**DIRECTIVE:**
Return each line of the rows below that contains the word "outline". Treat uppercase and lowercase as different.

**INPUT ROWS:**
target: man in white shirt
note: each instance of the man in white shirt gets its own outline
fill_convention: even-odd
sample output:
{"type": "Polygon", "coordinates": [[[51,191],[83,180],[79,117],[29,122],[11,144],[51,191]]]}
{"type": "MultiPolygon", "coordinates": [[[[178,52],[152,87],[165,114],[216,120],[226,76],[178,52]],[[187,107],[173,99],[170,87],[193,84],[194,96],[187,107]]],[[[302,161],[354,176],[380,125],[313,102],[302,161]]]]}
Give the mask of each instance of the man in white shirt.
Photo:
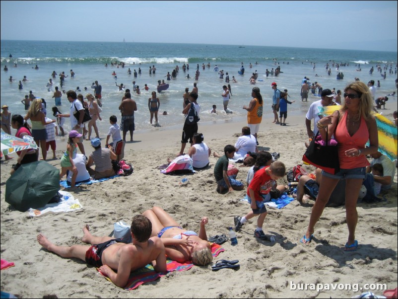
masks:
{"type": "Polygon", "coordinates": [[[372,93],[372,97],[373,98],[373,100],[375,100],[376,97],[376,87],[374,86],[375,81],[373,80],[371,80],[368,83],[368,86],[369,86],[369,90],[370,93],[372,93]]]}
{"type": "Polygon", "coordinates": [[[317,128],[317,123],[322,118],[320,117],[319,110],[318,107],[325,107],[326,106],[331,106],[333,105],[338,105],[333,101],[334,95],[330,89],[324,89],[321,93],[321,100],[314,102],[310,106],[310,109],[307,112],[305,116],[305,125],[307,127],[307,134],[308,137],[312,139],[318,133],[318,130],[317,128]],[[314,131],[311,130],[311,120],[314,119],[314,131]]]}

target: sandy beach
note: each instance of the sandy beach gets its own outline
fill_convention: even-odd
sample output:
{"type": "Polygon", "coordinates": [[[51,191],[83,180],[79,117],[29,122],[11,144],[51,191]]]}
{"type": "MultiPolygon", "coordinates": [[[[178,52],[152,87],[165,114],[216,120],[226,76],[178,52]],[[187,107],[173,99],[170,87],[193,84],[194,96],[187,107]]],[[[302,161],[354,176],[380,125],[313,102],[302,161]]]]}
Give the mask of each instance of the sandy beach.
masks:
{"type": "MultiPolygon", "coordinates": [[[[391,113],[385,115],[392,119],[391,113]]],[[[269,113],[263,117],[259,149],[279,152],[279,160],[287,169],[302,163],[304,143],[308,139],[304,117],[288,117],[288,125],[282,127],[272,124],[270,116],[269,113]]],[[[199,123],[199,132],[203,134],[204,142],[212,151],[220,153],[225,145],[235,144],[245,125],[246,120],[199,123]]],[[[11,207],[4,201],[5,182],[15,162],[2,160],[1,256],[15,265],[1,271],[1,291],[25,298],[49,295],[59,298],[347,298],[365,292],[367,284],[370,288],[376,284],[385,284],[388,289],[397,286],[397,172],[393,187],[385,195],[387,201],[358,204],[356,238],[359,246],[355,252],[342,249],[348,234],[344,207],[325,208],[312,242],[308,245],[300,242],[309,221],[312,200],[302,206],[295,201],[280,210],[267,208],[263,228],[266,234],[274,237],[275,242],[253,237],[254,218],[237,233],[237,245],[232,246],[229,242],[223,244],[225,251],[213,263],[221,259],[238,259],[239,270],[213,272],[213,264],[194,266],[170,273],[133,291],[116,287],[82,261],[62,258],[42,248],[36,241],[39,233],[57,245],[84,244],[81,238],[85,224],[93,234],[107,235],[114,223],[129,223],[133,215],[153,206],[162,207],[184,227],[197,231],[200,218],[207,216],[208,236],[227,235],[234,216],[246,214],[250,208],[240,200],[246,194],[246,188],[227,194],[216,192],[216,158],[211,155],[209,168],[195,174],[168,175],[156,169],[179,151],[182,129],[182,124],[178,128],[136,132],[135,141],[127,143],[125,150],[125,159],[133,164],[133,173],[82,185],[71,191],[83,206],[73,212],[32,218],[27,212],[11,207]],[[180,186],[184,177],[189,183],[180,186]],[[324,289],[329,286],[330,290],[303,290],[299,284],[322,284],[324,289]],[[336,290],[332,290],[333,285],[336,290]]],[[[102,133],[105,137],[105,132],[102,133]]],[[[66,141],[57,140],[59,158],[66,149],[66,141]]],[[[88,155],[92,148],[88,141],[84,141],[84,146],[88,155]]],[[[48,162],[60,169],[60,161],[48,162]]],[[[308,169],[314,170],[312,166],[308,169]]],[[[245,181],[249,168],[239,169],[237,179],[245,181]]],[[[282,181],[287,183],[285,177],[282,181]]]]}

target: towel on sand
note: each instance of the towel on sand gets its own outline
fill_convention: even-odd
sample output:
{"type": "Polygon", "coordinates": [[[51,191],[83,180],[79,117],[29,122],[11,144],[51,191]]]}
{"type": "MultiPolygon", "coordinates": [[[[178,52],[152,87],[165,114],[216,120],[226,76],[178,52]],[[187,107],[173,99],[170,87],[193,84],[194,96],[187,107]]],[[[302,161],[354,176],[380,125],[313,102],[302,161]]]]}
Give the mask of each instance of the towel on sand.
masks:
{"type": "Polygon", "coordinates": [[[28,210],[29,216],[32,217],[37,217],[47,213],[65,213],[83,208],[79,200],[75,199],[73,196],[69,192],[63,191],[59,191],[58,192],[62,195],[61,202],[54,204],[47,204],[44,207],[39,209],[29,209],[28,210]]]}
{"type": "MultiPolygon", "coordinates": [[[[224,251],[224,249],[219,245],[215,243],[211,243],[211,252],[213,257],[218,256],[220,252],[222,252],[224,251]]],[[[193,266],[194,264],[189,262],[181,263],[172,261],[169,258],[167,259],[167,272],[189,270],[193,266]]],[[[148,264],[145,267],[130,273],[129,281],[127,283],[127,285],[125,287],[125,289],[129,290],[134,290],[142,284],[156,280],[160,277],[164,276],[167,274],[166,272],[156,272],[153,269],[153,267],[152,267],[152,265],[148,264]]],[[[105,278],[111,281],[111,280],[108,277],[105,277],[105,278]]]]}
{"type": "Polygon", "coordinates": [[[2,259],[0,259],[0,262],[1,262],[1,270],[5,270],[15,265],[14,263],[7,262],[2,259]]]}

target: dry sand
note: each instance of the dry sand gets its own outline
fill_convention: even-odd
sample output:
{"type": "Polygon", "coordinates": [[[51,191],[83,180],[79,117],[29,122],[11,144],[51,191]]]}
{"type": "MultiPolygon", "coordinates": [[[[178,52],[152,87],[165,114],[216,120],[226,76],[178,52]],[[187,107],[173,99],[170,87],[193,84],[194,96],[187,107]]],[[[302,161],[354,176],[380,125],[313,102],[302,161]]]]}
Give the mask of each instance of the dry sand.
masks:
{"type": "MultiPolygon", "coordinates": [[[[271,120],[263,119],[259,149],[279,152],[279,160],[287,169],[301,163],[307,138],[303,117],[288,118],[286,127],[272,124],[271,120]]],[[[212,150],[221,153],[225,145],[235,144],[245,125],[244,121],[199,123],[199,132],[203,133],[204,142],[212,150]]],[[[266,234],[274,236],[274,243],[253,237],[253,219],[237,233],[237,246],[225,243],[225,251],[214,261],[239,259],[239,270],[212,272],[211,265],[195,266],[170,273],[134,291],[116,287],[83,261],[63,259],[41,248],[36,240],[39,233],[58,245],[83,244],[80,239],[84,224],[90,225],[94,234],[109,235],[115,222],[129,223],[133,215],[155,205],[194,230],[198,229],[201,217],[206,216],[208,236],[227,234],[227,227],[233,225],[234,216],[245,215],[250,205],[240,201],[246,188],[225,195],[216,192],[213,171],[216,159],[212,155],[210,167],[194,174],[166,175],[156,169],[178,152],[181,133],[181,128],[162,128],[136,132],[136,141],[128,143],[125,150],[125,158],[134,166],[132,175],[83,185],[71,193],[84,209],[38,218],[30,218],[27,213],[19,212],[5,202],[5,181],[13,161],[2,161],[1,257],[14,262],[15,266],[1,271],[1,291],[38,298],[49,294],[59,298],[342,298],[362,291],[292,290],[290,285],[357,284],[361,287],[379,283],[386,284],[389,289],[397,287],[397,174],[387,202],[358,204],[356,238],[359,246],[355,252],[342,249],[347,236],[344,207],[326,208],[316,226],[313,242],[308,246],[299,242],[309,221],[314,203],[311,200],[303,206],[295,201],[281,210],[268,209],[264,229],[266,234]],[[189,183],[180,186],[183,177],[188,178],[189,183]]],[[[84,145],[89,153],[89,142],[85,141],[84,145]]],[[[66,148],[65,142],[58,143],[59,157],[66,148]]],[[[49,162],[60,168],[59,159],[49,162]]],[[[239,169],[237,178],[244,181],[249,168],[239,169]]]]}

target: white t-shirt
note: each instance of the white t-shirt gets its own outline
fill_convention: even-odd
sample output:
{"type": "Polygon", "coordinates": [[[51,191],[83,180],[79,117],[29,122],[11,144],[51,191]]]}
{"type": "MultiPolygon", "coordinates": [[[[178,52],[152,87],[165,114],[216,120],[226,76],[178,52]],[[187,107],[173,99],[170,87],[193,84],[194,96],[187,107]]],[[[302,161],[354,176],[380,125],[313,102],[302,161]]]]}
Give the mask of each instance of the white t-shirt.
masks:
{"type": "MultiPolygon", "coordinates": [[[[70,111],[69,112],[69,118],[70,119],[70,128],[72,130],[74,130],[74,127],[77,125],[77,120],[73,115],[75,113],[77,113],[79,110],[84,110],[84,107],[83,107],[83,104],[81,103],[78,99],[76,99],[72,103],[72,104],[70,105],[70,111]],[[76,105],[76,108],[74,108],[75,105],[76,105]]],[[[80,127],[82,128],[82,126],[84,126],[83,124],[80,124],[80,127]]]]}
{"type": "MultiPolygon", "coordinates": [[[[306,114],[305,118],[308,120],[311,120],[314,119],[314,135],[315,135],[318,133],[318,129],[317,127],[317,124],[319,121],[319,120],[322,118],[322,116],[320,117],[318,114],[319,114],[319,110],[318,109],[318,107],[322,107],[322,100],[319,100],[316,102],[314,102],[310,106],[310,109],[306,114]]],[[[336,103],[336,105],[340,105],[339,104],[336,103]]]]}
{"type": "Polygon", "coordinates": [[[196,152],[192,155],[192,166],[197,168],[204,167],[209,163],[208,147],[202,142],[193,146],[196,152]]]}
{"type": "Polygon", "coordinates": [[[108,132],[108,136],[112,137],[112,142],[114,144],[122,140],[122,137],[120,136],[120,128],[119,125],[117,124],[114,124],[109,128],[109,132],[108,132]]]}
{"type": "MultiPolygon", "coordinates": [[[[45,119],[46,122],[51,122],[53,120],[51,118],[47,117],[45,119]]],[[[48,142],[55,140],[55,128],[57,127],[57,123],[52,123],[49,125],[46,125],[45,127],[47,132],[47,139],[46,141],[48,142]]]]}
{"type": "Polygon", "coordinates": [[[374,86],[369,86],[369,90],[370,90],[370,92],[372,93],[372,96],[373,97],[373,99],[374,100],[376,97],[376,87],[374,86]]]}
{"type": "Polygon", "coordinates": [[[377,163],[381,164],[383,165],[383,176],[391,176],[391,183],[390,185],[382,185],[381,190],[386,190],[391,188],[391,185],[393,184],[393,181],[394,179],[394,176],[395,175],[395,163],[390,159],[390,158],[385,155],[382,155],[380,158],[377,159],[373,159],[370,161],[370,166],[372,166],[375,164],[377,163]]]}
{"type": "Polygon", "coordinates": [[[253,135],[241,136],[238,138],[238,141],[235,144],[235,147],[238,149],[238,151],[235,152],[233,157],[230,159],[229,160],[236,162],[240,160],[243,160],[248,151],[256,152],[257,145],[256,137],[253,135]]]}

**THE RESPONSE:**
note: each instance of the man in white shirt gets its own outline
note: each instance of the sandy beach gets its own outline
note: each instance of the towel on sand gets its own outline
note: each instance of the dry sand gets its own outline
note: each instance of the white t-shirt gets its own outline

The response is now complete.